The exercise asks you to copy every line below in which "acorn" appears.
*** Opening of DATA UNDER STUDY ***
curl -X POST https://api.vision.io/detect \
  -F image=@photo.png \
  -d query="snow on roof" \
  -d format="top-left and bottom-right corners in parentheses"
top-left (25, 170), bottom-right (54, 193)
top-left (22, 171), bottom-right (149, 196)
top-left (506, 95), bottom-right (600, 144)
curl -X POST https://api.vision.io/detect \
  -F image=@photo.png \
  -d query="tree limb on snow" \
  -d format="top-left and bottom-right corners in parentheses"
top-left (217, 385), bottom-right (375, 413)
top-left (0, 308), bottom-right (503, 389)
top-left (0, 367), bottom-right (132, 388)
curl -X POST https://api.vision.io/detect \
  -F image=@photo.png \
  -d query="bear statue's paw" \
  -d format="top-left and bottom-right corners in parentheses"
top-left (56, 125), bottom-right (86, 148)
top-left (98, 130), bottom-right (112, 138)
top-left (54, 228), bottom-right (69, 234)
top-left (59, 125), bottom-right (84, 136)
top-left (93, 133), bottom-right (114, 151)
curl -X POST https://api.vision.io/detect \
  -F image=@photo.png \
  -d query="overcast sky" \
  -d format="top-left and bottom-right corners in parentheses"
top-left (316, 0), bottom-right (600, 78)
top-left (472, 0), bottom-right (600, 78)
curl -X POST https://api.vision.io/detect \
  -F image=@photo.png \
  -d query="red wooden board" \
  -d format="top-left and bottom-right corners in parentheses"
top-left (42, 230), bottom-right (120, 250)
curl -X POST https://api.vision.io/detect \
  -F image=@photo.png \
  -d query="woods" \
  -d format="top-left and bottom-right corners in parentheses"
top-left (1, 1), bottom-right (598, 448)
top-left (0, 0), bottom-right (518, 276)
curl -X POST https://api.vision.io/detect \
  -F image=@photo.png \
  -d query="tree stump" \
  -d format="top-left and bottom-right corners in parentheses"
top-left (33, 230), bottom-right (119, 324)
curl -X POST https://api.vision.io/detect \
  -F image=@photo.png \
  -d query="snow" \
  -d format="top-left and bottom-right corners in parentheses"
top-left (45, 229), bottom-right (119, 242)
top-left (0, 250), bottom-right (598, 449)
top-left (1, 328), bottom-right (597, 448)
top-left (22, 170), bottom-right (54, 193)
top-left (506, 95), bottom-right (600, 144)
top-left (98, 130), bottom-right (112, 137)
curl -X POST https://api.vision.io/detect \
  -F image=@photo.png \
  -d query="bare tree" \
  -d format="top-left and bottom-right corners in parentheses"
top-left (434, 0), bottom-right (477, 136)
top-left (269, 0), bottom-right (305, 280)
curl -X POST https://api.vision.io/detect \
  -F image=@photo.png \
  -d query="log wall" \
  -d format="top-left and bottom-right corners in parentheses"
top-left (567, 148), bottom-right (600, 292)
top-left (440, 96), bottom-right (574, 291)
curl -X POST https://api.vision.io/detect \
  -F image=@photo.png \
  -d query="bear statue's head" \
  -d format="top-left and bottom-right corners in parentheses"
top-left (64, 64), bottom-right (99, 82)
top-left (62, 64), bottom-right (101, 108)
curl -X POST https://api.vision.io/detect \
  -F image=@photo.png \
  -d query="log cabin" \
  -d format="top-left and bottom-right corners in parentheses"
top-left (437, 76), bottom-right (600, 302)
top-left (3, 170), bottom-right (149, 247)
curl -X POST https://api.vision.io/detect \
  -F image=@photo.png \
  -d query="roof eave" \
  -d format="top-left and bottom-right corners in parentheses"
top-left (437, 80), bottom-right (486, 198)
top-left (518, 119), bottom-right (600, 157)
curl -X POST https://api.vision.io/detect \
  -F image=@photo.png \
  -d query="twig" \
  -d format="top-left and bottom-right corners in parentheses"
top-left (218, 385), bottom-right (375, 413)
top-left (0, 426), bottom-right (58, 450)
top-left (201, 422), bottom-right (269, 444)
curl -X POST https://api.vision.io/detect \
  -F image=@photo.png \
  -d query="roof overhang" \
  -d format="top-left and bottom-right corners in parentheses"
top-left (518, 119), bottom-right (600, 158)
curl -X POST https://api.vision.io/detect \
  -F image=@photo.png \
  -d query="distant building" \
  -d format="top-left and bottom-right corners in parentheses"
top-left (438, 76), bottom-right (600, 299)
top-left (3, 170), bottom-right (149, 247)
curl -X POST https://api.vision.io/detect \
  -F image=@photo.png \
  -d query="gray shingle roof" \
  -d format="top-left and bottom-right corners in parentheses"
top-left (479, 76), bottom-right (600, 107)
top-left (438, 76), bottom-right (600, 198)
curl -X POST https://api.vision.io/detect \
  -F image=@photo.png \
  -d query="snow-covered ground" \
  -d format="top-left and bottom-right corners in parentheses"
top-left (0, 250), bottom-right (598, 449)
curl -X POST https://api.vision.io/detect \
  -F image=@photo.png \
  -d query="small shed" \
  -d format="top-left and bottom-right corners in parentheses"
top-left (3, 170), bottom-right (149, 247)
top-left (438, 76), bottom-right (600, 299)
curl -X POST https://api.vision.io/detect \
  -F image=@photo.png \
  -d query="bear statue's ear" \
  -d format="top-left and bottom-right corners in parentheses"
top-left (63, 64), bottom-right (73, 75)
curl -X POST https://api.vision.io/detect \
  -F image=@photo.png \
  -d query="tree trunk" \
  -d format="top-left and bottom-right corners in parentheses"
*** Close of DATA UNDER STUDY ***
*** Opening of DATA UNDER STUDY ***
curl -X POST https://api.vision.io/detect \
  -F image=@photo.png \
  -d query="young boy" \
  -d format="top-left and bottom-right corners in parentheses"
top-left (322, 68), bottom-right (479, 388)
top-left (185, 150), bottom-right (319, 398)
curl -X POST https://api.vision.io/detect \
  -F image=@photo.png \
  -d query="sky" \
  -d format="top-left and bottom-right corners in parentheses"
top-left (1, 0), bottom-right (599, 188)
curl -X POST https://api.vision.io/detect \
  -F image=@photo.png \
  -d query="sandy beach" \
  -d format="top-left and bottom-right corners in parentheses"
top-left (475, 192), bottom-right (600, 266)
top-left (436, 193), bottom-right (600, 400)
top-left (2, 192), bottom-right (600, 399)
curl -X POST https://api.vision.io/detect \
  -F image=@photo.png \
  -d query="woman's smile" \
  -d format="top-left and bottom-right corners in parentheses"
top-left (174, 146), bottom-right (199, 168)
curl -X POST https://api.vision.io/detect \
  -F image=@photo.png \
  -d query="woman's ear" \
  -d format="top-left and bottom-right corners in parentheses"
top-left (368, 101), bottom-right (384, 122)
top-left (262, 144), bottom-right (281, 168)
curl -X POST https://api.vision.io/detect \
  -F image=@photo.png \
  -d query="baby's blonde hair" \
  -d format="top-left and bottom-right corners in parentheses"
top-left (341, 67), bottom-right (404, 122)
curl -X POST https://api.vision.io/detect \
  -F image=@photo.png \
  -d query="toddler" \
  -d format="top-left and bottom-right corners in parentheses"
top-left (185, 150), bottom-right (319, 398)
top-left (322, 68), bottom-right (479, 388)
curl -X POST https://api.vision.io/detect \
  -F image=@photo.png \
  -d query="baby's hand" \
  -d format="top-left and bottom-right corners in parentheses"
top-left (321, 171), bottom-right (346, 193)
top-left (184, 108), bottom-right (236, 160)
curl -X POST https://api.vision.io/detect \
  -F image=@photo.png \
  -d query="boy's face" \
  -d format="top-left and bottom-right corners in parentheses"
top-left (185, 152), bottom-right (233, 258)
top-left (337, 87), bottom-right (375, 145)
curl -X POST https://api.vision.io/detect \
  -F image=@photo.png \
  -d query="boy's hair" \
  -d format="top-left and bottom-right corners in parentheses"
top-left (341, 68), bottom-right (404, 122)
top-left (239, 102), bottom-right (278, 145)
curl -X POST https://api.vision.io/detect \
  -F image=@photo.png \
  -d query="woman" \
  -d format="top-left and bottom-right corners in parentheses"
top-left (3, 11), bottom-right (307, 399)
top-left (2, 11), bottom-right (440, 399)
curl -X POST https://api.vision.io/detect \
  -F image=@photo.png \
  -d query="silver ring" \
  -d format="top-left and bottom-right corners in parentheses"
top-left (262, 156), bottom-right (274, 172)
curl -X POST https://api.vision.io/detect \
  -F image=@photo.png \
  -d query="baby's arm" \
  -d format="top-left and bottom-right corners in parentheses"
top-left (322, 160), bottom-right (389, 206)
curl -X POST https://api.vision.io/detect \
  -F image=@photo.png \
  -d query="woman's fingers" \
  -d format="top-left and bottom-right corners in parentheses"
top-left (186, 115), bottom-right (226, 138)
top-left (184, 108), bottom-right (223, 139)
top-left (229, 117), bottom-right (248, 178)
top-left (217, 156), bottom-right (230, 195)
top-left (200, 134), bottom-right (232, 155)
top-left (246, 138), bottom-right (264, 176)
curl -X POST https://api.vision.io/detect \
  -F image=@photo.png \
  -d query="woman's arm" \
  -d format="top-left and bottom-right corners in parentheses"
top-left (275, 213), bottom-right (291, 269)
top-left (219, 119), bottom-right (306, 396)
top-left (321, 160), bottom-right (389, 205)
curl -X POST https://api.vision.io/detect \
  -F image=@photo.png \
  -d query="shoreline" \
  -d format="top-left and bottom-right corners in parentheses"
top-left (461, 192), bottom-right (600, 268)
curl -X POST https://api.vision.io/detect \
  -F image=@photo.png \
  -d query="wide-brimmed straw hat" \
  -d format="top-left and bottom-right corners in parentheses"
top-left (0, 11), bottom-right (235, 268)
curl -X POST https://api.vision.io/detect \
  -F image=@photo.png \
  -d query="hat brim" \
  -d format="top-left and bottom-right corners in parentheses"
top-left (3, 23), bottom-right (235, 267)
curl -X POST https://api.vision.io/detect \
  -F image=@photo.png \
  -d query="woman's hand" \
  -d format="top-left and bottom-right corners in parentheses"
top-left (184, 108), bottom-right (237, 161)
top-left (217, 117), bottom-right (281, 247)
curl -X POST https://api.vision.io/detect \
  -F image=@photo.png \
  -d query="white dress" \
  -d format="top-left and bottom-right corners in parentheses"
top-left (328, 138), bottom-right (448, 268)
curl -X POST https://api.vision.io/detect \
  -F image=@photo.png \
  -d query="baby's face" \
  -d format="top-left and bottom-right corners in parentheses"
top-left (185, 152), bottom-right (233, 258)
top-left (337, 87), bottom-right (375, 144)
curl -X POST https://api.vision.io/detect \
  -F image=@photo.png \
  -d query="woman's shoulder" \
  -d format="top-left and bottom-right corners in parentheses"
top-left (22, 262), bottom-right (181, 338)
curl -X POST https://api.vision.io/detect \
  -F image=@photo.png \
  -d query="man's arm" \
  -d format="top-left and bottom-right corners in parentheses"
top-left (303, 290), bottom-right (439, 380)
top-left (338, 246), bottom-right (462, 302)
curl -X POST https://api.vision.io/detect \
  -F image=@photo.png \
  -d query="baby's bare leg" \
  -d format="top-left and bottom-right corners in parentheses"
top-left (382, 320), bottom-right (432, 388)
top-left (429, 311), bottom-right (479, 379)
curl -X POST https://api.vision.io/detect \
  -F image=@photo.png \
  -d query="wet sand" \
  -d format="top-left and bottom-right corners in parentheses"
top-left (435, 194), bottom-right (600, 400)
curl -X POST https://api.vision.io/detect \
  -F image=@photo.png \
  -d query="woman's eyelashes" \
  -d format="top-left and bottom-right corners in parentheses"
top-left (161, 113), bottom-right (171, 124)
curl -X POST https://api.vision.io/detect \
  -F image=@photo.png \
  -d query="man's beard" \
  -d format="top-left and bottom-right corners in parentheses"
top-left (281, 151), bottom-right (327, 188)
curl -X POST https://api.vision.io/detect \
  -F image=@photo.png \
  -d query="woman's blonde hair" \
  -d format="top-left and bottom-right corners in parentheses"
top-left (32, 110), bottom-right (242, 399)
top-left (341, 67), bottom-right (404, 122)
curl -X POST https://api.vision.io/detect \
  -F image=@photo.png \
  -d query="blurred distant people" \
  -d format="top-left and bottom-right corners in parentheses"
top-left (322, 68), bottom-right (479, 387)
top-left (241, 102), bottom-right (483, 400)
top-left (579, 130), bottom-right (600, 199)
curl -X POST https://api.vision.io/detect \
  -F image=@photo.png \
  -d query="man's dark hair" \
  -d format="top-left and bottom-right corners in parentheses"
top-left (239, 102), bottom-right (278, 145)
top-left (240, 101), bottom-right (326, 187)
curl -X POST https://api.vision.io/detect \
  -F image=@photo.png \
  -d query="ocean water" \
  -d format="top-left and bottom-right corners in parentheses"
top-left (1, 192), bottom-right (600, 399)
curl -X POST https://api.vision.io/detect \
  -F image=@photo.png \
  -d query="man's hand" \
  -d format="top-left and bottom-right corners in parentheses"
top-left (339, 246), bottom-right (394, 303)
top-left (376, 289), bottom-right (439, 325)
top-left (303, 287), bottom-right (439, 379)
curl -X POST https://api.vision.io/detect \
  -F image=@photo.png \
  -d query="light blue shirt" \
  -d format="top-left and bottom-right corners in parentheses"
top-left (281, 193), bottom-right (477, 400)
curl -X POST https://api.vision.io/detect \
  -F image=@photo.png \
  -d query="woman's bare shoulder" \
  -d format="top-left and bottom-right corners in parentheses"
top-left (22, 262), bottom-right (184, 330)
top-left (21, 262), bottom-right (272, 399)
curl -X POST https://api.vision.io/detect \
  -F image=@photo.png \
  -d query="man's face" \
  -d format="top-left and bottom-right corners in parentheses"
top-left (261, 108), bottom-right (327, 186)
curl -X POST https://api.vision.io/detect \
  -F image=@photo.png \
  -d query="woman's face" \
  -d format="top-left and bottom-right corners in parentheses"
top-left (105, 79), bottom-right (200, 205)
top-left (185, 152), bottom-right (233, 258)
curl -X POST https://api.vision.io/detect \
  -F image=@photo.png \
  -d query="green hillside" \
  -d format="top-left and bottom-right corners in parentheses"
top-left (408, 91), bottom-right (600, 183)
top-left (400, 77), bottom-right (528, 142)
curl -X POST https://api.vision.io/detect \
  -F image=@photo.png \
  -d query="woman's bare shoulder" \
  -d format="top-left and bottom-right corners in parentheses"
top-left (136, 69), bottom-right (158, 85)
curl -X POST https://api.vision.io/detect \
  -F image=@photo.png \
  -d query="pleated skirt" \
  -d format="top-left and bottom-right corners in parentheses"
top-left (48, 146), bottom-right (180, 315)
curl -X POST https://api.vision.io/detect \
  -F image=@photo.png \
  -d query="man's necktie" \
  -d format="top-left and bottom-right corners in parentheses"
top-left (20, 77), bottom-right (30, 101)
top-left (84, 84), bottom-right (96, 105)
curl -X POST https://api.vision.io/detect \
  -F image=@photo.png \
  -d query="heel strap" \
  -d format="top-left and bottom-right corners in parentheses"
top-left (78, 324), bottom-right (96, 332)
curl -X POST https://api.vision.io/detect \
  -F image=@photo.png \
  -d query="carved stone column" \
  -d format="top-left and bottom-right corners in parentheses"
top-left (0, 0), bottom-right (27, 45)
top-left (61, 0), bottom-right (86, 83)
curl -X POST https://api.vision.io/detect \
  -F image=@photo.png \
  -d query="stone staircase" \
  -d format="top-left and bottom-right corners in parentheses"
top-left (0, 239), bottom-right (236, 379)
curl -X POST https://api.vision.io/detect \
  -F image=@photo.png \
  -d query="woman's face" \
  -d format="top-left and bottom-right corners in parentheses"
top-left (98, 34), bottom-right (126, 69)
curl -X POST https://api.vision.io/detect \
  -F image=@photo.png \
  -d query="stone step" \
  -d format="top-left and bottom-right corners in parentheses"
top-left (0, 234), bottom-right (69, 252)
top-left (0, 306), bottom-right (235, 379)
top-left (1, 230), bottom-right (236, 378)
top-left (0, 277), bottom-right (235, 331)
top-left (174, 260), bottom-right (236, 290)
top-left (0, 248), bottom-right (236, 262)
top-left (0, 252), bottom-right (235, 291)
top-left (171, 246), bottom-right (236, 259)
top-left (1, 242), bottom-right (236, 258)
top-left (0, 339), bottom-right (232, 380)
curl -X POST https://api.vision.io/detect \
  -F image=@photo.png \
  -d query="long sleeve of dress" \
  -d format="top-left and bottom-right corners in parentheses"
*** Close of DATA UNDER STUDY ***
*** Opening of DATA UNDER STUDY ***
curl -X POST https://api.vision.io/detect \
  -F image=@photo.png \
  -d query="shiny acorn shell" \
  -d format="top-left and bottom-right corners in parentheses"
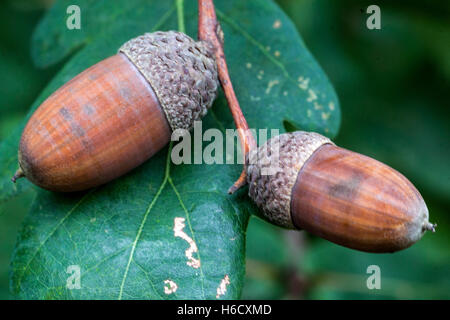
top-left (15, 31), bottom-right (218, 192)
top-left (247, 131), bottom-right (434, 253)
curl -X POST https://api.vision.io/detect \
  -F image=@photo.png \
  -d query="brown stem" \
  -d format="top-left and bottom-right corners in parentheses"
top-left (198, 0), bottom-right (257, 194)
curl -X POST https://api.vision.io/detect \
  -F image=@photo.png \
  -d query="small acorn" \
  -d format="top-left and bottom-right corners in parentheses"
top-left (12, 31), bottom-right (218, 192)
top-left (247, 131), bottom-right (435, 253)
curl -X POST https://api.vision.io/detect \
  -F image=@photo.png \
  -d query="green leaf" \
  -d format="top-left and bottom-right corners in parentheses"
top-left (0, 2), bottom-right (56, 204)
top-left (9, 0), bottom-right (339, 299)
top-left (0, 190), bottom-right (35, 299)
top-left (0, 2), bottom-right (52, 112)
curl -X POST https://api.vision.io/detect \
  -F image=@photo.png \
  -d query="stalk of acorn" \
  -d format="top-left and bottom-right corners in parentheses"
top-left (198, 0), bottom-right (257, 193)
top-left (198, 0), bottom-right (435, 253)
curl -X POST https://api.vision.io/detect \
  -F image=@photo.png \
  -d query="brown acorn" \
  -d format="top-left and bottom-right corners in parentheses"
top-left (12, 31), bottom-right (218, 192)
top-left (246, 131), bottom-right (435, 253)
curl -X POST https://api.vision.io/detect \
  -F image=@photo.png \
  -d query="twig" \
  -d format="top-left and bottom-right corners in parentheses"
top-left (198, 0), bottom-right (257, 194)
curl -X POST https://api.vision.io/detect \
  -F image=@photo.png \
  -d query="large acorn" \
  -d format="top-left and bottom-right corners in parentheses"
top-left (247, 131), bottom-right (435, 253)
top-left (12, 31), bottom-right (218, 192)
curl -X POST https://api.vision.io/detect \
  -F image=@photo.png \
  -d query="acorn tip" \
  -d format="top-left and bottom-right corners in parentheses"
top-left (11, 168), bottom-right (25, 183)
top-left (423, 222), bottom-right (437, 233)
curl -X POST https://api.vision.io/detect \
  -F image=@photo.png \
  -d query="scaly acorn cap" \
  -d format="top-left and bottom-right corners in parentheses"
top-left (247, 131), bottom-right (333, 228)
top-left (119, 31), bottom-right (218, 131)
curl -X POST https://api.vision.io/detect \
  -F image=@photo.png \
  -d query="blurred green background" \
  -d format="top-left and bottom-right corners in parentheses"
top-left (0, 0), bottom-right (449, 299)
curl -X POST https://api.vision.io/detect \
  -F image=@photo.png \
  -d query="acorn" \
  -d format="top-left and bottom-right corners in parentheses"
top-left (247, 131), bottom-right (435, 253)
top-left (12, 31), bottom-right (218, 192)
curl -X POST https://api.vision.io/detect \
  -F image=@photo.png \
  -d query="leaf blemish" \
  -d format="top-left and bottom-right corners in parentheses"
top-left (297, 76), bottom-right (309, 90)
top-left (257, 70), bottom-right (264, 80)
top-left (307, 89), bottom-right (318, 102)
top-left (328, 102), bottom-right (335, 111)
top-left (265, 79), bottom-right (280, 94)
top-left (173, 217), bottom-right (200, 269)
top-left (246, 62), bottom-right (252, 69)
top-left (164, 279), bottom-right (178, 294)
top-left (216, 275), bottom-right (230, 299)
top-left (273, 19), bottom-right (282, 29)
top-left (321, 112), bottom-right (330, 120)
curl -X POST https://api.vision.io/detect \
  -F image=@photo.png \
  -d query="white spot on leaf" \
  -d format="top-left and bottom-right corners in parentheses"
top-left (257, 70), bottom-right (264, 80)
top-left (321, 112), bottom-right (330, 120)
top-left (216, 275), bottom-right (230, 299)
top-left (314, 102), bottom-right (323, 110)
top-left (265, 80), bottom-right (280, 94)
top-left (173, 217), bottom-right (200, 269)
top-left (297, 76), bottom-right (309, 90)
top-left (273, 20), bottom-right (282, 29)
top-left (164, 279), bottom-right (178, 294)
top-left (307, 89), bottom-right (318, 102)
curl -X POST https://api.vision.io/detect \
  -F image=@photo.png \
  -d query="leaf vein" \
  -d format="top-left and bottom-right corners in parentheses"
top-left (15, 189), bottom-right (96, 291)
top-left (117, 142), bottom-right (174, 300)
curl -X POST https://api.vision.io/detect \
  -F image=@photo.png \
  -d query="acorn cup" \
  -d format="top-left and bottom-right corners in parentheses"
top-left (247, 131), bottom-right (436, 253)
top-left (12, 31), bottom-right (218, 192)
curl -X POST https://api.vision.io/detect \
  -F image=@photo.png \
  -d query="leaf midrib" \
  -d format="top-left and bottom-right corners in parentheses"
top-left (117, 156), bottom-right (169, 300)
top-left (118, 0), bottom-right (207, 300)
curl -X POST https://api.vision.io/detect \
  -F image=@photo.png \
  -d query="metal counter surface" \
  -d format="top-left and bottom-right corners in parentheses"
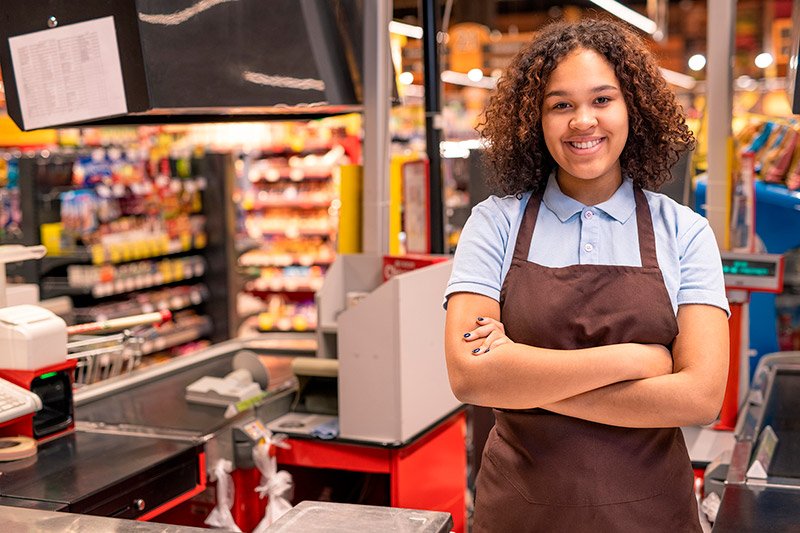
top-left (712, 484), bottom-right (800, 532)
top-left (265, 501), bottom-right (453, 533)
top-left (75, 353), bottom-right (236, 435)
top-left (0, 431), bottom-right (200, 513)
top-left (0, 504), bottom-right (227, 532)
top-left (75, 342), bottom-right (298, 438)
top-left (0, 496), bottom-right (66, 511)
*** Close of DATA UNDER STUDY ***
## THE COMPLETED TASK
  -d query="shiny acorn shell" \
  -d query="small acorn" \
  -d query="stalk of acorn" \
  -d query="brown acorn" \
  -d query="large acorn" \
  -d query="acorn tip" \
  -d query="scaly acorn cap" \
  -d query="acorn" \
  -d query="acorn cup" \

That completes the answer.